Извлечённый текст:
________________________

ЯБЛОКИ ИЗ САДА ДОСТОЕВСКОГО

Подлинно высшее правило жизни:

ловить точку.

Ф. Достоевский

I

Божедомка. Некогда нищая окраина Москвы. Ветхие, покосившиеся крыши домов, кладбищенские кресты, лес по сторонам проселочной дороги, которой гоняли арестантов и брели странники… Таков круг детских впечатлений Федора Михайловича Достоевского.

Он родился в служебном флигеле при Марьинской больнице для бедных, где работал его отец, и провел здесь первые шестнадцать лет жизни.

«Отец наш… имевший в то время 4–5 человек детей, пользуясь штаб-офицерским чином, занимал квартиру, состоящую, собственно, из двух чистых комнат, кроме передней и кухни, — вспоминает младший брат писателя Андрей Михайлович. — В задней части… передней отделялось с помощью дощатой столярной перегородки, не доходящей до потолка, полутемное помещение для детской. Далее следовал зал… Потом гостиная в два окна на улицу, от которой тоже столярною дощатою перегородкою отделялось полусветлое помещение для спальни родителей… Кухня… была расположена особо, через холодные чистые сени; в ней помещалась громадная русская печь и устроены полати; что же касается до кухонного очага с плитою, то об нем и помину не было! В холодных чистых сенях, частию под парадною лестницею, была расположена большая кладовая. Вот все помещение и удобства нашей квартиры!»

Обстановка ее также отличалась почти спартанской простотой. Клеевая краска стен: перловая в передней и детской, канареечная в гостиной и темно-кобальтовая в спальне (бумажные обои тогда еще не вошли в употребление). Огромные голландские печи, облицованные так называемым ленточным изразцом с синими каемками, непритязательный обеденный стол, стулья березового дерева «под светлою политурою» и диваны, любой из которых «мог служить двухспальной кроватью», так что никоим образом нельзя было облокотиться на их спинку, «а надо было всегда сидеть как с проглоченным аршином». Кроватями братьям служили еще сундуки в детской, сестрам — в спальне родителей (в последних, за неимением платяного шкафа, хранился весь гардероб матери). Ни портьер, ни гардин на окнах — их заменяли белые коленкоровые шторы без всяких украшений…

Казалось бы, несложно было воссоздать столь «нехитрый» интерьер. Но сотрудники Гослитмузея, во всеоружии знаний, любви, опыта, потратили на это годы. Подготовка новой, мемориальной экспозиции потребовала капитального ремонта дома, кропотливых научных изысканий специалистов, которые легли в основу проекта восстановительных работ.

Реставраторам пришлось основательно заняться фундаментом — его разрушали грунтовые воды. В стенах же шаг за шагом открывали заложенные прежде некоторые дверные и оконные проемы, примыкающий к квартире старый больничный коридор. Постепенно флигель вновь обретал свою первоначальную планировку. А внутри заблестели кафелем печи, прихожую разделила деревянная перегородка, пол покрылся широкими сосновыми досками.

________________________

Исходные данные:
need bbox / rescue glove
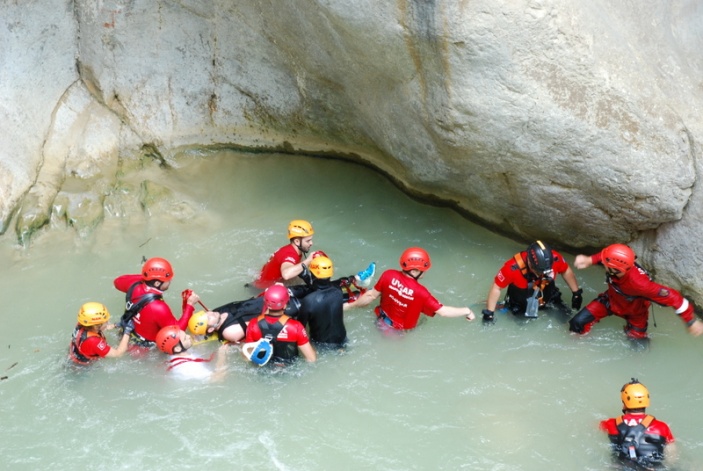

________________________

Короткая задача A: Изложите текст о квартире Достоевских на Божедомке в трех предложениях.
Короткая задача B: Продолжите, пожалуйста, текст о квартире Достоевских на Божедомке, начав сразу после его последнего предложения.

Ответ к задаче A: Федор Михайлович Достоевский родился в служебном флигеле при Марьинской больнице для бедных на Божедомке, где работал его отец, и прожил там первые шестнадцать лет жизни. По воспоминаниям младшего брата писателя Андрея Михайловича, квартира состояла из двух чистых комнат, передней и кухни, детскую и спальню родителей отделяли дощатые перегородки, а обстановка отличалась почти спартанской простотой. Сотрудники Гослитмузея потратили годы на подготовку мемориальной экспозиции: реставраторы укрепили фундамент, открыли заложенные дверные и оконные проемы и вернули флигелю первоначальную планировку.

Ответ к задаче B:
Обследуя одну ив комнат, архитекторы и художники-реставраторы обнаружили чудом уцелевшую дверь 30-х годов прошлого века, которая послужила прообразом для изготовления всех остальных. И вот преображенный флигель с каменными львами над калиткой ограды принял первых посетителей…

Давно уже одно название осталось от когда-то буйной Марьиной рощи, куда по воскресеньям ходил гулять с родителями маленький Федя Достоевский. Неузнаваемо изменились с тех пор и здешние окрестности. Монументальное здание Театра Советской Армии заслонило косой изгиб бывшей Божедомки, ныне улицы Достоевского. Но дом под номером два останется прежним. Как и классический фасад Марьинской больницы — творение Жилярди и Кваренги. Вслед за Ленинградом и Старой Руссой мемориальный пейзаж вокруг московского Музея-квартиры писателя органично дополняет бережно воссозданную в нем атмосферу жизни и творчества Достоевского.

Атмосферу детства гения передать, наверное, труднее всего. Однако тут она неприметно и неназойливо сопровождает нас из комнаты в комнату. И хотя Достоевский покинул флигель на Божедомке, еще ничего не написав, ощущаешь в этих стенах истоки его художнической судьбы.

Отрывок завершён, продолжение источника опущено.